WORK ORDER ▸ Which lines in the records below contain the word "crowd"? Copy each one.

Saved data entries
-----

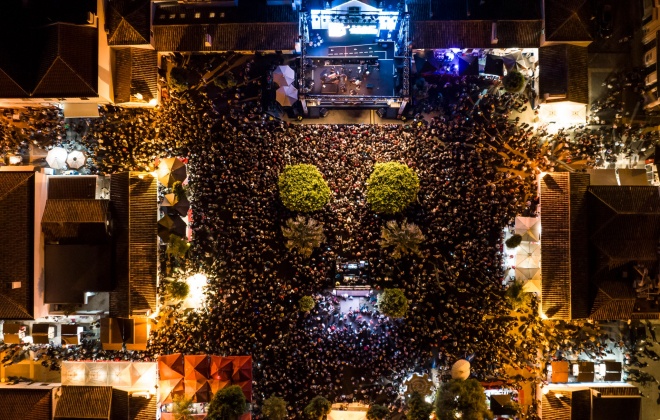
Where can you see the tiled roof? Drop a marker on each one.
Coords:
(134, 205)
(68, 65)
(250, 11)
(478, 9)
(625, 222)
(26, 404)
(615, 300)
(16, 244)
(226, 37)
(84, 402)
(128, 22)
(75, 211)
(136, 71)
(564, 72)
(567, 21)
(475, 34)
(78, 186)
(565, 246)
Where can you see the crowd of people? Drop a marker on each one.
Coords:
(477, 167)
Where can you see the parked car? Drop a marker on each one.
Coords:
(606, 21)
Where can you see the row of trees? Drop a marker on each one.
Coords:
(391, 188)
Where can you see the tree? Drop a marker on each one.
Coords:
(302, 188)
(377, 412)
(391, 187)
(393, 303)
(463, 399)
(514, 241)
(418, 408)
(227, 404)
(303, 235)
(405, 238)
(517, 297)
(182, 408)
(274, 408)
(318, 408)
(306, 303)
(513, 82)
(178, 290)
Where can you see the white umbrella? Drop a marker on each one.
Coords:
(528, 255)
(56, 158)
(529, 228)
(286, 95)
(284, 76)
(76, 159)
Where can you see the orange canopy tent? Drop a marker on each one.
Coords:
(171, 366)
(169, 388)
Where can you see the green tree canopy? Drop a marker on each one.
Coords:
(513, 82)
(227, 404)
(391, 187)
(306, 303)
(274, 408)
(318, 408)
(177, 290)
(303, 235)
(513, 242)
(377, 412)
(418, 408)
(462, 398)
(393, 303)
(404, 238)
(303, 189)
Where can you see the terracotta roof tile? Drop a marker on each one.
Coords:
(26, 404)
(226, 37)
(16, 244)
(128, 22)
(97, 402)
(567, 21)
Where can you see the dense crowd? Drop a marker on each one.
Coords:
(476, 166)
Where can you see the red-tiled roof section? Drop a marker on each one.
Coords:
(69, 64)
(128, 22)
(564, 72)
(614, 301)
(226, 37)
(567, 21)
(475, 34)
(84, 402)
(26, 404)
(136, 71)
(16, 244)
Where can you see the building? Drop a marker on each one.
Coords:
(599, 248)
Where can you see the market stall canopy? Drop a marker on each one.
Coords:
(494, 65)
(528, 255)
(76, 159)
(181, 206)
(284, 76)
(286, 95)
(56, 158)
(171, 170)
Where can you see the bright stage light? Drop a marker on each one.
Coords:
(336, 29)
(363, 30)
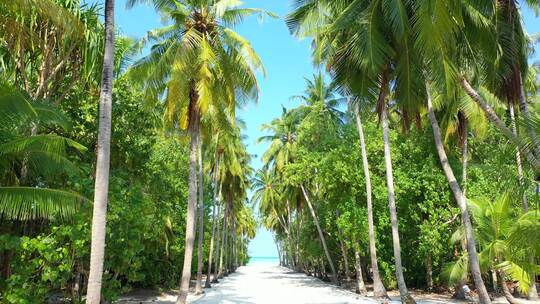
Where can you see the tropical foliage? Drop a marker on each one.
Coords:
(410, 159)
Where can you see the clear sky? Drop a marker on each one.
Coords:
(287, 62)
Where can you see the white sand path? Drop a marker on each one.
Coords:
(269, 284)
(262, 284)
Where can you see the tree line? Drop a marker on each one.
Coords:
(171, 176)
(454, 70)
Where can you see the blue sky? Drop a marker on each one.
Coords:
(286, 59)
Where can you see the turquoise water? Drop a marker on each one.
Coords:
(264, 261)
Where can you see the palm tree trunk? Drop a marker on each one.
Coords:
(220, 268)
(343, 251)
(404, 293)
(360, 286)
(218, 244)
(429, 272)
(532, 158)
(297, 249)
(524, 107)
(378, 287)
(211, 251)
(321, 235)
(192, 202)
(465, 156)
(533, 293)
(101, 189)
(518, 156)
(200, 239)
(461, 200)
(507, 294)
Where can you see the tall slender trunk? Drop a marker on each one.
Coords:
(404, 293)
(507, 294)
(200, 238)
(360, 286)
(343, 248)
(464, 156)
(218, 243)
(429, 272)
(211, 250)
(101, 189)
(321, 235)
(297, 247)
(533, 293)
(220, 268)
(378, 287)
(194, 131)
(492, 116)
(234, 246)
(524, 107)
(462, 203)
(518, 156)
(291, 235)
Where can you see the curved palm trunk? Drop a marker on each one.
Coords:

-----

RESPONSE TO THE TASK ▸
Where can you see the crowd of people? Drop a marker on each one.
Where can you see the dense crowd? Drop a marker on each one.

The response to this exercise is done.